#### Listed entries:
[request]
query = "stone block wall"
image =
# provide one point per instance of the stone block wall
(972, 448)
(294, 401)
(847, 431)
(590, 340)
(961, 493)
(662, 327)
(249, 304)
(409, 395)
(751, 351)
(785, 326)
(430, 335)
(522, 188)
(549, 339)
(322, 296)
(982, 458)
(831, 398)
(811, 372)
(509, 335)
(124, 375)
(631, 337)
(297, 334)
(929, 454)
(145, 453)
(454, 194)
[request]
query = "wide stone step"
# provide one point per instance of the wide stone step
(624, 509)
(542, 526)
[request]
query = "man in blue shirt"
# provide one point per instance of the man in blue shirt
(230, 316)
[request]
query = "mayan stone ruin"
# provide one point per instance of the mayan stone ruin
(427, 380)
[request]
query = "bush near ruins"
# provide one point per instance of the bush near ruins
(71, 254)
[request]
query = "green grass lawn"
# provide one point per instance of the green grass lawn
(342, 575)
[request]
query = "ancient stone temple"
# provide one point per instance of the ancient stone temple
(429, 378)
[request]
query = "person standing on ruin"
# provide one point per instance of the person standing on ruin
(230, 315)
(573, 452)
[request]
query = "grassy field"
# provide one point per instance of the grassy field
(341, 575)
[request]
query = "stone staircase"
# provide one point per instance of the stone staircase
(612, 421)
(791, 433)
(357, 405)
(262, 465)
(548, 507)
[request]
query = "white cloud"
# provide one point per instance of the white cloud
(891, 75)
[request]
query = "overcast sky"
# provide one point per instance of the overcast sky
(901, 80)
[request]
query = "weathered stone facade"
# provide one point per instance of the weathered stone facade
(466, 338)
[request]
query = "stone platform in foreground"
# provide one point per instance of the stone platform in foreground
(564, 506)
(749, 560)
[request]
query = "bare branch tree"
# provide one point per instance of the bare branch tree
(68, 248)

#### Instructions to follow:
Your task is to give the records above again, exactly.

#### Finished exercise:
[request]
query = "stone block wall"
image =
# provide one point per instance of the stone block wall
(972, 448)
(294, 401)
(847, 431)
(590, 340)
(961, 493)
(662, 327)
(249, 304)
(409, 395)
(751, 351)
(785, 326)
(430, 335)
(522, 188)
(549, 339)
(322, 296)
(982, 458)
(831, 398)
(811, 372)
(509, 335)
(124, 375)
(631, 337)
(297, 334)
(929, 454)
(145, 453)
(454, 194)
[request]
query = "wide stone step"
# provide one point per instance of the wide stone step
(624, 509)
(542, 526)
[request]
query = "man in blue shirt"
# provide one point per instance of the man in blue shirt
(230, 316)
[request]
query = "mayan stone ruin"
# provide one point per instance of the mayan stone ruin
(427, 380)
[request]
query = "bush near ruins"
# provide one point per instance of the bush near ruins
(71, 254)
[request]
query = "green grass lawn"
# provide one point per instance of the green grass lawn
(342, 575)
[request]
query = "ancient stone temple"
# provide one point per instance of the ancient stone temple
(429, 378)
[request]
query = "person standing on ruin"
# provide one point per instance of the person standing on ruin
(230, 315)
(573, 452)
[request]
query = "grassy field"
# provide one point per instance of the grassy field
(341, 575)
[request]
query = "stone staircase"
# provide one point per instance of the stone staircase
(612, 421)
(791, 433)
(357, 405)
(262, 465)
(548, 507)
[request]
query = "white cloud"
# provide one point per instance of the white cloud
(891, 75)
[request]
query = "overcast sky"
# provide one point per instance of the overcast sky
(901, 80)
[request]
query = "weathered stone facade"
# provide one point per instance of the weathered stone facade
(466, 338)
[request]
query = "stone platform in foreground"
# provide one point per instance of the stone platform in foreground
(564, 506)
(749, 560)
[request]
query = "bare branch tree"
# provide one point per instance of the bare branch tree
(68, 248)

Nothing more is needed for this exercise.